◆ Record extracts ◆
- - -

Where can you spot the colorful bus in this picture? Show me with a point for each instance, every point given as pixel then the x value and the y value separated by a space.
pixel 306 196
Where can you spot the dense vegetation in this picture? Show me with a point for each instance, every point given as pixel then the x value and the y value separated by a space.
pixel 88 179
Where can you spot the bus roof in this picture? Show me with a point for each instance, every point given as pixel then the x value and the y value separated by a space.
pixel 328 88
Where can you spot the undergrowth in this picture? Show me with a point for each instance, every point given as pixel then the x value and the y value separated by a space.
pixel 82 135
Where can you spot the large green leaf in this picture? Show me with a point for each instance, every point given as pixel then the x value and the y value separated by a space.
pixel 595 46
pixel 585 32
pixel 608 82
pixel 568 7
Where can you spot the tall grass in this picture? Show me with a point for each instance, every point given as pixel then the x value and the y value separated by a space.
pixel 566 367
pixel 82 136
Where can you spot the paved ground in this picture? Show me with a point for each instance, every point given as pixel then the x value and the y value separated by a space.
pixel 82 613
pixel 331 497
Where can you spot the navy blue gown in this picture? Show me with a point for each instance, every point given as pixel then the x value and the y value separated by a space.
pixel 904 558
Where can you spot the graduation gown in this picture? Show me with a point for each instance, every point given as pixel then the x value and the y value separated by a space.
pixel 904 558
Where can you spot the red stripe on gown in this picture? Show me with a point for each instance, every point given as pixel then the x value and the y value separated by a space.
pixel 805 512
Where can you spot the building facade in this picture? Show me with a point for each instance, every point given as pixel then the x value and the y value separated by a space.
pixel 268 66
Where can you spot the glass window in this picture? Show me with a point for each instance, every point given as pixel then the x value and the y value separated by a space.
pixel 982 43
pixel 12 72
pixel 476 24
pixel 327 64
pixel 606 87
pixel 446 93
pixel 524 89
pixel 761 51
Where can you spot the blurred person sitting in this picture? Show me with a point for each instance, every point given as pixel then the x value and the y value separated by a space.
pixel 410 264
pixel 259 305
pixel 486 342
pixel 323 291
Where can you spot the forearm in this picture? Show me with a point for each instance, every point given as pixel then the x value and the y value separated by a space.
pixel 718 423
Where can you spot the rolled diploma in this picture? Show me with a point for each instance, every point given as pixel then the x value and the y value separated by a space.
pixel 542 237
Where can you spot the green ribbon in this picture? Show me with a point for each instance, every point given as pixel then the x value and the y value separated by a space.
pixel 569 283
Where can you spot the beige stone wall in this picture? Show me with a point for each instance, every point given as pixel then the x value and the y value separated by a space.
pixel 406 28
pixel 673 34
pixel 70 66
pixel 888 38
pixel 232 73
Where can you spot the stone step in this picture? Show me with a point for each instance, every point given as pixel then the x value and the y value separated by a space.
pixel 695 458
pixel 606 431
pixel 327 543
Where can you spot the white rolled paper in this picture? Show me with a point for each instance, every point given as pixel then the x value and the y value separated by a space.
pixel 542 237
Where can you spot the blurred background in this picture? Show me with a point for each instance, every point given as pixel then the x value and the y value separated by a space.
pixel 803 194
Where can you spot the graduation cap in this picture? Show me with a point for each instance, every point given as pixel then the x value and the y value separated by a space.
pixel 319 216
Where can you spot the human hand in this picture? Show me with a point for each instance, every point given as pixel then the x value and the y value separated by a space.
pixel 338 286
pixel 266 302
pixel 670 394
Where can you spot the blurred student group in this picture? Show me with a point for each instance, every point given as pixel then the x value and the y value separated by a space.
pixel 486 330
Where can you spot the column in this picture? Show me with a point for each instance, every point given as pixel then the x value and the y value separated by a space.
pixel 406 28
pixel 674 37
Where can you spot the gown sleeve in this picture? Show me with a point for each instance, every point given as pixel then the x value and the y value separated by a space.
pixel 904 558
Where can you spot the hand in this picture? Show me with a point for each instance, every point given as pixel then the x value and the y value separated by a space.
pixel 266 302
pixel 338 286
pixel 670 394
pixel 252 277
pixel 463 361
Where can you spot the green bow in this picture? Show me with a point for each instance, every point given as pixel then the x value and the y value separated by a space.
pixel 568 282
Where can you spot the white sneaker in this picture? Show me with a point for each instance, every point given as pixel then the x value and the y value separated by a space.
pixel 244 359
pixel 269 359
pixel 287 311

- - -

◆ What you should do ◆
Can you reproduce everything from the line containing "Where can you spot the glass" down to the line containing "pixel 524 89", swapping "glass window" for "shop window" and keeping everything else unchanged?

◆ Reply to the task ◆
Where can you spot the shop window in this picture? Show me with a point for each instance, every point given as pixel then the x value and the y value separated by a space.
pixel 982 43
pixel 12 72
pixel 476 24
pixel 327 64
pixel 606 87
pixel 446 93
pixel 524 89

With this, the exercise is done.